Rows from a box labeling dataset

:::::

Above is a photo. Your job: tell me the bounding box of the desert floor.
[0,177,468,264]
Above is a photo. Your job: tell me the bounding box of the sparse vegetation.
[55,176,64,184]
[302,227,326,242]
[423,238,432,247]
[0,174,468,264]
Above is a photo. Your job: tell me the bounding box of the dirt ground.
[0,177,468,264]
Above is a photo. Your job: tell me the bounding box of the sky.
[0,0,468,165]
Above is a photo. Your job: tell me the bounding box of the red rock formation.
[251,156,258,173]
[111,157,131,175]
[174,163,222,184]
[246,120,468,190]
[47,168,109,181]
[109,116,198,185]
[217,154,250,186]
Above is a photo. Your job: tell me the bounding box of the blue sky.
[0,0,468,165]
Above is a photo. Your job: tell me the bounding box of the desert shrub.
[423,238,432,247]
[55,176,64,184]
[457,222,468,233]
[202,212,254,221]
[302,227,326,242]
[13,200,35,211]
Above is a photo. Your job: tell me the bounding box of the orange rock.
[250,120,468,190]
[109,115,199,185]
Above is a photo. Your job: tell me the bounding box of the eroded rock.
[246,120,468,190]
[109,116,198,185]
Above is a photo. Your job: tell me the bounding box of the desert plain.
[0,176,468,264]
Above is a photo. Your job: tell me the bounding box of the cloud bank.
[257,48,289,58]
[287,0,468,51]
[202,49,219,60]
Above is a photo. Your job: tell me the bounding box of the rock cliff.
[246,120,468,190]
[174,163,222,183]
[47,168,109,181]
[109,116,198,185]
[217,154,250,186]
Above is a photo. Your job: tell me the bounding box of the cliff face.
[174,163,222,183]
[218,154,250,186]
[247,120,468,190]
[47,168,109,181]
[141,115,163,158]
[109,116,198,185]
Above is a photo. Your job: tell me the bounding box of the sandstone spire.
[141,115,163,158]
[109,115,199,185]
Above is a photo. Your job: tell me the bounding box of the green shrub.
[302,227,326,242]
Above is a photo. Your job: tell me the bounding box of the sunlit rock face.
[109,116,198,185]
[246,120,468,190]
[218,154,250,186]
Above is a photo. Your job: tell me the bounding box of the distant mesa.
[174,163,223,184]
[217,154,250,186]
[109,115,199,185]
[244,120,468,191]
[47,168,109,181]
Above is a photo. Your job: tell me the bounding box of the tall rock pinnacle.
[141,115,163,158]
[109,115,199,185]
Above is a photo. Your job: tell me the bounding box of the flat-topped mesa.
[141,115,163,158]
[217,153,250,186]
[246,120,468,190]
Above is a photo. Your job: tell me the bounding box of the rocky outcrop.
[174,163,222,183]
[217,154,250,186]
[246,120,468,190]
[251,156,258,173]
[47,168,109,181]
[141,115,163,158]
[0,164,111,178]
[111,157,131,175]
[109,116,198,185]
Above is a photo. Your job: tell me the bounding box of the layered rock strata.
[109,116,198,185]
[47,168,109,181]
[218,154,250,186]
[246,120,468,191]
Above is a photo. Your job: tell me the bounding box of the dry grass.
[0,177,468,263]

:::::

## TASK INSTRUCTIONS
Convert every line of the listing above into a JSON array of strings, one string per line, leaving out any blank lines.

## REPLY
[
  "Above is a photo. Your job: tell me the bounding box of the desert floor.",
  "[0,177,468,264]",
  "Above is a photo. Your job: tell me the bounding box of the sparse vegetation.",
  "[55,176,64,184]",
  "[302,227,326,242]",
  "[423,238,432,247]",
  "[0,174,468,264]",
  "Above is a photo. Your job: tell me the bounding box of the dirt ground.",
  "[0,177,468,264]",
  "Above is a photo. Your job: tell me the bounding box of the sky.",
  "[0,0,468,165]",
  "Above is a photo. Your job: tell me the bounding box of the red rock formation.",
  "[251,156,258,173]",
  "[111,157,131,175]",
  "[174,163,222,184]",
  "[246,120,468,190]",
  "[47,168,109,181]",
  "[109,116,198,185]",
  "[217,154,250,186]",
  "Above is a photo. Your job: tell me the bounding box of the blue sky.",
  "[0,0,468,165]",
  "Above is a photo. Your job: tell me the bounding box of the desert shrub.",
  "[423,238,432,247]",
  "[55,176,64,184]",
  "[457,222,468,233]",
  "[202,212,254,221]",
  "[302,227,326,242]",
  "[13,200,35,211]",
  "Above is a photo. Your job: tell me the bounding box of the orange rock.",
  "[250,120,468,190]",
  "[109,115,199,185]",
  "Above is a photo. Your job: tell me the bounding box of the eroded rock.",
  "[246,120,468,190]",
  "[109,116,198,185]",
  "Above is a photo. Your job: tell me the bounding box of the desert plain.",
  "[0,176,468,264]",
  "Above is a photo. Your job: tell me the bounding box of the cloud bank.",
  "[257,48,289,58]",
  "[287,0,468,51]",
  "[202,49,219,60]",
  "Above is a photo. Your job: tell me the bounding box of the rock cliff.",
  "[246,120,468,190]",
  "[174,163,222,183]",
  "[47,168,109,181]",
  "[109,116,198,185]",
  "[217,154,250,186]",
  "Above is a photo. Your job: tell me the bounding box of the cliff face.",
  "[174,163,222,183]",
  "[218,154,250,186]",
  "[247,120,468,190]",
  "[47,168,109,181]",
  "[141,115,163,158]",
  "[109,116,198,185]",
  "Above is a photo. Your job: tell me the bounding box of the sandstone spire.",
  "[141,115,163,158]",
  "[109,115,199,185]",
  "Above is a photo. Your job: tell me the bounding box of the green shrub.",
  "[302,227,326,242]",
  "Above is a photo. Your job: tell me the bounding box of the sunlit rock face.",
  "[109,116,198,185]",
  "[246,120,468,190]",
  "[218,154,250,186]",
  "Above is a photo. Your job: tell me the bounding box of the distant mesa.",
  "[174,163,223,184]",
  "[217,154,250,186]",
  "[109,115,199,185]",
  "[244,120,468,191]",
  "[47,168,109,181]",
  "Above is a photo. Your job: tell me the bounding box of the tall rock pinnacle.",
  "[141,115,163,158]",
  "[109,115,199,185]",
  "Above is a photo. Your job: tell me the bounding box of the flat-topped mesa.",
  "[141,115,163,158]",
  "[217,153,250,186]",
  "[246,120,468,190]",
  "Above is a photo. Your job: tell me the bounding box of the rocky outcrop.",
  "[174,163,222,183]",
  "[217,154,250,186]",
  "[246,120,468,190]",
  "[251,156,258,173]",
  "[47,168,109,181]",
  "[141,115,163,158]",
  "[0,164,111,178]",
  "[111,157,131,175]",
  "[109,116,198,185]",
  "Above is a photo. Your job: tell me the bounding box of the layered rock strata.",
  "[109,116,198,185]",
  "[47,168,109,181]",
  "[218,154,250,186]",
  "[246,120,468,191]",
  "Above is a photo. Your job: tell me the bounding box of the dry grass.",
  "[0,177,468,263]"
]